▸ Task: In the text on Nairobi matatu operators during Covid-19, what does the Health ministry aim to achieve by Saturday?

═══ Text shown

In defence of the commuters, Matatu Welfare Association chairman Dickson Mbugua cautioned the operators to be considerate. He also urged them to comply with the occupancy directive at all times.
"It is for them to weigh the situation as it is. Doubling the fare is unfair," he said.
However, matatu owners say they are not to blame. They have asked the government to provide fuel subsidies so they stop passing on the cost to commuters.
Matatu Owners Association chairman Simon Kimutai had told the Star that with the virus and orders from the government, the cost of doing business was high.
"The mistake the government did was fail to provide a remedy when they ordered we carry fewer passengers. At least they should come in and reduce or remove fuel taxes," he said.
Meanwhile, about 25 matatu Saccos in Nairobi attended sensitisation forum on Wednesday at Charter Hall, City Hall.
The forum was led by Dr Raphael Muli, the Assistant Director for Public Health and Head of Diseases Surveillance from the Ministry of Health. He emphasised the need to disinfect matatus regularly after trips.
"The virus is with us, but we have to play a key role in curbing its spread. The majority of Kenyans are commuters and the matatu operators should do everything possible to make them feel safe," Muli said.
The operators, including drivers and conductors, were taught how to help in combating the virus. The Health ministry targets at least 100 Saccos by Saturday to educate them on the seriousness of Covid-19 and how the PSV can fight it, especially when a passenger shows suspected symptoms.

══════
═══ Input data

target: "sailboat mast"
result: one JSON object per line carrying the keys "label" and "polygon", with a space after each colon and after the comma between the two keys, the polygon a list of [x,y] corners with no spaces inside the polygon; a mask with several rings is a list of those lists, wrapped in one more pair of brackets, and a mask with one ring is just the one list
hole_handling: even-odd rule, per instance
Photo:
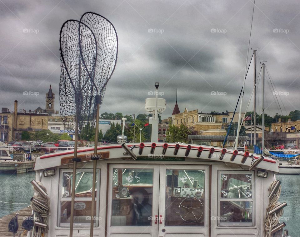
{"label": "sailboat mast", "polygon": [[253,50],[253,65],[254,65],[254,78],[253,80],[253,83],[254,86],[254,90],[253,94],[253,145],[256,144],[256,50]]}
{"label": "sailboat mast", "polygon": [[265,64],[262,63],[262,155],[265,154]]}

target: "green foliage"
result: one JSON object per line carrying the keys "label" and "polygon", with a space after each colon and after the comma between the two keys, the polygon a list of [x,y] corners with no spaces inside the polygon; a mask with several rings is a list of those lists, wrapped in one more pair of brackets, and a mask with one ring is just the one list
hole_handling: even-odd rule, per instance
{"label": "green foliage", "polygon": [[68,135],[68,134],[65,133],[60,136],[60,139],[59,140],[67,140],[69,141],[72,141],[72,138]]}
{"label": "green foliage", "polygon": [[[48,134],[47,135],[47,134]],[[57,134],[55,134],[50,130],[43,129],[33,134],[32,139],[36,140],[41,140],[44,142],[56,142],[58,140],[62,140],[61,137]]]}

══════
═══ Input data

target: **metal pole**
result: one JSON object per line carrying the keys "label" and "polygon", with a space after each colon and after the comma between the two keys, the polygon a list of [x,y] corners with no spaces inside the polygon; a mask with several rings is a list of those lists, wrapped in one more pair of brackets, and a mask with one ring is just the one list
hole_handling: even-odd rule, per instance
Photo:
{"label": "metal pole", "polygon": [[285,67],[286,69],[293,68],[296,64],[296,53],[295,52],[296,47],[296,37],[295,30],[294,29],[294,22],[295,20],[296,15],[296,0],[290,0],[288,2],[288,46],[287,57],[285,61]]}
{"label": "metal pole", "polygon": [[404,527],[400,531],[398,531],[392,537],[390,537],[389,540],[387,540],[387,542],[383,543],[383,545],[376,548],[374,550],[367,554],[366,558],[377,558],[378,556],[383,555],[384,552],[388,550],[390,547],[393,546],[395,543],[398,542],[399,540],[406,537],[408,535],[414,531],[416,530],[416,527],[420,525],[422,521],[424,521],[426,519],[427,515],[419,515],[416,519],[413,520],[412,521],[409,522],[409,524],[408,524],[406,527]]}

══════

▸ Your response: It aims to reach at least 100 Saccos to educate them on the seriousness of Covid-19 and how public service vehicles can fight it.